PROBLEM DESCRIPTION ::
Give the number of lines below that hold the string "beach", and nothing more.
(INPUT DATA Opens)
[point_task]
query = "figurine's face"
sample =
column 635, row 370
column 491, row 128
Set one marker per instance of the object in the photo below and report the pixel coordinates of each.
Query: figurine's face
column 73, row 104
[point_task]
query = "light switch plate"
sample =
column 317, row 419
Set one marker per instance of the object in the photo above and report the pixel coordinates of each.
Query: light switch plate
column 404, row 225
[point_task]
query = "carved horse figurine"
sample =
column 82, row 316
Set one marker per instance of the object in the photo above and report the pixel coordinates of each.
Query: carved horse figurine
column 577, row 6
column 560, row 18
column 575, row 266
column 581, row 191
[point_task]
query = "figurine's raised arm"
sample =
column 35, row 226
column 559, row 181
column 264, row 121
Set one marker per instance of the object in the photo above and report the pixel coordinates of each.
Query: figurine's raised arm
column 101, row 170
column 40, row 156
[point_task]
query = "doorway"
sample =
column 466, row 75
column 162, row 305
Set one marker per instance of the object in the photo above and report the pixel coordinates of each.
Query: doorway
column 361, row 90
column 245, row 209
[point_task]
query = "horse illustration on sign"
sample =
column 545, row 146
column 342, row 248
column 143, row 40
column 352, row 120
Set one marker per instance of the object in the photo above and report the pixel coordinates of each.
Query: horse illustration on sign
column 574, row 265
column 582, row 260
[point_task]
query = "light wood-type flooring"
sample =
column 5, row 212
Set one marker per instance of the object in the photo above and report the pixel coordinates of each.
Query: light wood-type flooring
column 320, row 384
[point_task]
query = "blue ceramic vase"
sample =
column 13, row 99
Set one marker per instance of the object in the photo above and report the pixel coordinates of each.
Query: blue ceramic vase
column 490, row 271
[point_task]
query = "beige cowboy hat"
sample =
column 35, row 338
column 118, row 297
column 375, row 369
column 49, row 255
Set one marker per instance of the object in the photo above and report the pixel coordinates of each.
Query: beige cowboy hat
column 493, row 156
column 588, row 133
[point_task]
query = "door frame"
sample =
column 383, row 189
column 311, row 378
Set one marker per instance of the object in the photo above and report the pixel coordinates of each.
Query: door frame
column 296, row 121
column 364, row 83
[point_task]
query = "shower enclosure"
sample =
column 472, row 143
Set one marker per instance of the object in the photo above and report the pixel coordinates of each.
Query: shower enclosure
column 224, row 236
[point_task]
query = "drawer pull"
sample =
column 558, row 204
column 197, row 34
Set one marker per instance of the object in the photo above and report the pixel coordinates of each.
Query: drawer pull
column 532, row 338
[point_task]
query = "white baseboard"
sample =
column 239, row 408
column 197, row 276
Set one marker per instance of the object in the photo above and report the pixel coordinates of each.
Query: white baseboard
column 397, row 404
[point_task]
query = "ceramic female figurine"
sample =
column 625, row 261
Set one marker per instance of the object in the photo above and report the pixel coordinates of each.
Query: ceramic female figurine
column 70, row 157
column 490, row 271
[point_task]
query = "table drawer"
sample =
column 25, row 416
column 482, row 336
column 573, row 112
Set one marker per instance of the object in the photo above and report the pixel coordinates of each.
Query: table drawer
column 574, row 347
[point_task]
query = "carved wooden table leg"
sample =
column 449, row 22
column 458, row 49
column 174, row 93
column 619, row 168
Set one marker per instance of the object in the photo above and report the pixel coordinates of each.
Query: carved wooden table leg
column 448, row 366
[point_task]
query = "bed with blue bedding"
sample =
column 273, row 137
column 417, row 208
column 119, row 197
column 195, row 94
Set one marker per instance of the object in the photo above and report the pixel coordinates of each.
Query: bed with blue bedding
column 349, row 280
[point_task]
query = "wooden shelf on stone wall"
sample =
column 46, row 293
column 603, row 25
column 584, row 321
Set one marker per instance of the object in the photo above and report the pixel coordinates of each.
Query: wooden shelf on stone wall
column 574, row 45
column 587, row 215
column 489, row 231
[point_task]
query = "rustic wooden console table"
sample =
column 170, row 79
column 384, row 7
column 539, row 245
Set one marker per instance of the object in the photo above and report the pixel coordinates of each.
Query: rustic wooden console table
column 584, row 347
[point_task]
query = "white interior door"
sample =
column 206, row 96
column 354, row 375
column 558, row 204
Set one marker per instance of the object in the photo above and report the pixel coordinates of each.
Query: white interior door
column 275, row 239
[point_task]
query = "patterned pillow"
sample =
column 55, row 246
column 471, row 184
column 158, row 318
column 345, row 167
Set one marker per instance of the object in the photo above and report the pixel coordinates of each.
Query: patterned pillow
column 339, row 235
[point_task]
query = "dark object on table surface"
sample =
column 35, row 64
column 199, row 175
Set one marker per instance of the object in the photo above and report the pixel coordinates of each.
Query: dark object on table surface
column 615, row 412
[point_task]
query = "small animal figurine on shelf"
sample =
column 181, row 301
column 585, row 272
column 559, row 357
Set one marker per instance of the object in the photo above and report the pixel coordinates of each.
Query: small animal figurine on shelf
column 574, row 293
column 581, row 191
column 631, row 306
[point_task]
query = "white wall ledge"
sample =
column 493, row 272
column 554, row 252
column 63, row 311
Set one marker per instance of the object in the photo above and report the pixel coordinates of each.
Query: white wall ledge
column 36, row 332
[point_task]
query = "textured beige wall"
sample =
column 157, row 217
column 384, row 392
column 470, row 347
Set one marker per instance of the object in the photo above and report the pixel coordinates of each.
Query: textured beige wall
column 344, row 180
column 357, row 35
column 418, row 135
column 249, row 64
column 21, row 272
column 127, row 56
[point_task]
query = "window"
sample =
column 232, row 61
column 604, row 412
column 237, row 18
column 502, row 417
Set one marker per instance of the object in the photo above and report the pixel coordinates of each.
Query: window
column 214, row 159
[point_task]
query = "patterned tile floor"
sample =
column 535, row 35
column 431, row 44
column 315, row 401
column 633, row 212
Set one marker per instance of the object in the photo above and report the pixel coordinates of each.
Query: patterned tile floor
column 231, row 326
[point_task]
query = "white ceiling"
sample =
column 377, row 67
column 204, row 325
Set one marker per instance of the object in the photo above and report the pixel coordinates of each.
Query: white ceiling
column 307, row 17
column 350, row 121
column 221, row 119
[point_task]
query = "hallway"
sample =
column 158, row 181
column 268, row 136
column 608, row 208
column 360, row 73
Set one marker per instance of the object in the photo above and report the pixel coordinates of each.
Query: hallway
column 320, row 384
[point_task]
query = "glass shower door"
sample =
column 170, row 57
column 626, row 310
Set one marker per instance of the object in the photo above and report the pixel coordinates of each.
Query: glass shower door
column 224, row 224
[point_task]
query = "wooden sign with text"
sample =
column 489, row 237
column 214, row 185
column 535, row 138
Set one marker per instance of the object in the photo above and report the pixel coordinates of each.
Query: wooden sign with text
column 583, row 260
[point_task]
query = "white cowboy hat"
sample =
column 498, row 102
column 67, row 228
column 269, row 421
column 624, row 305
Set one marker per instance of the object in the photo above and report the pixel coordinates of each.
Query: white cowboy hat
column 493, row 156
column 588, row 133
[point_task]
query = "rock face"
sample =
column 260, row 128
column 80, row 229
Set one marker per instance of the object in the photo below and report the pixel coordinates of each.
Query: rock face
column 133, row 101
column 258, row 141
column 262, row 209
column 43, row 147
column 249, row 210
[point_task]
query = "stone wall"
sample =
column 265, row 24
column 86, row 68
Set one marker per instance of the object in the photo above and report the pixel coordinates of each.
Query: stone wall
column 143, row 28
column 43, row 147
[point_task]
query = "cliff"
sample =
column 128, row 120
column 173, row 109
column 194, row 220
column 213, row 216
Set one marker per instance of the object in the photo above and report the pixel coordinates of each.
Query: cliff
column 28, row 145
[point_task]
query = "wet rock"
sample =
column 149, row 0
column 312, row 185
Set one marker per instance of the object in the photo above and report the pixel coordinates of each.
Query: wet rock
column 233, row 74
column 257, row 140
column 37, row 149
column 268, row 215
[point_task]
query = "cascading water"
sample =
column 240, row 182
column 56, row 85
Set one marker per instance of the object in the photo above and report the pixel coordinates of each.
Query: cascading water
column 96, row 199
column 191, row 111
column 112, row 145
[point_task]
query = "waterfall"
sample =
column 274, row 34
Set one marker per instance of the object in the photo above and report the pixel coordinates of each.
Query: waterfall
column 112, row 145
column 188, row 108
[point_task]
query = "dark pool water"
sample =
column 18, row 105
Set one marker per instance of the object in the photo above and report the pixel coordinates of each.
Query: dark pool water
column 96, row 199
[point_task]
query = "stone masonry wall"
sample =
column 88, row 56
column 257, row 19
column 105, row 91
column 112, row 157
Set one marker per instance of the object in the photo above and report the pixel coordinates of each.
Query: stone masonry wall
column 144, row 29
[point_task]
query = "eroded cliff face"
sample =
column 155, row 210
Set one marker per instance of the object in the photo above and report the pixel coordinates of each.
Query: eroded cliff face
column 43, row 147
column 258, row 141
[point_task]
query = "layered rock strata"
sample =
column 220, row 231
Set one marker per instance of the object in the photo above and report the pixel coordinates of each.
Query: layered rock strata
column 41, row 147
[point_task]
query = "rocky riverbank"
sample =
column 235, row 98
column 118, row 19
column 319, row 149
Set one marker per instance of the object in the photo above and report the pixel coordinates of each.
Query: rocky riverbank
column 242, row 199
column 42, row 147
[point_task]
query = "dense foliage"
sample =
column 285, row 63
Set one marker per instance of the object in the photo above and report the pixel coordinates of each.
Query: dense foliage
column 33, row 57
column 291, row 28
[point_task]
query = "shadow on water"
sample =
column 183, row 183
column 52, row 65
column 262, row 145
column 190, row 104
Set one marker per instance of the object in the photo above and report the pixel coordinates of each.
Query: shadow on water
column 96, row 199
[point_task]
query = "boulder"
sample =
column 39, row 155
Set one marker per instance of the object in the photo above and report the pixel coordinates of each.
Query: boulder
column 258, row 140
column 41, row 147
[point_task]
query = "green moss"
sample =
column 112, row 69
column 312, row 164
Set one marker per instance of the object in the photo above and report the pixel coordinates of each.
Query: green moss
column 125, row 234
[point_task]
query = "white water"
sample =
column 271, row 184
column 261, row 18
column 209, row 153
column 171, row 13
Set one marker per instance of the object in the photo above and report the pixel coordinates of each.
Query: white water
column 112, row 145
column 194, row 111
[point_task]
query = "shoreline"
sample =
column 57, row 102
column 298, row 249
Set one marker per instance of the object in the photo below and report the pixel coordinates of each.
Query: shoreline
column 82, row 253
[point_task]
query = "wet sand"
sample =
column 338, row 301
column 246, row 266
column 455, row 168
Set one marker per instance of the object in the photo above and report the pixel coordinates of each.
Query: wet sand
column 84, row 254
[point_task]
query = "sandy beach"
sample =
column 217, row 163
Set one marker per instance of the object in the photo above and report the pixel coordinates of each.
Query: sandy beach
(INPUT DATA Closes)
REPLY ::
2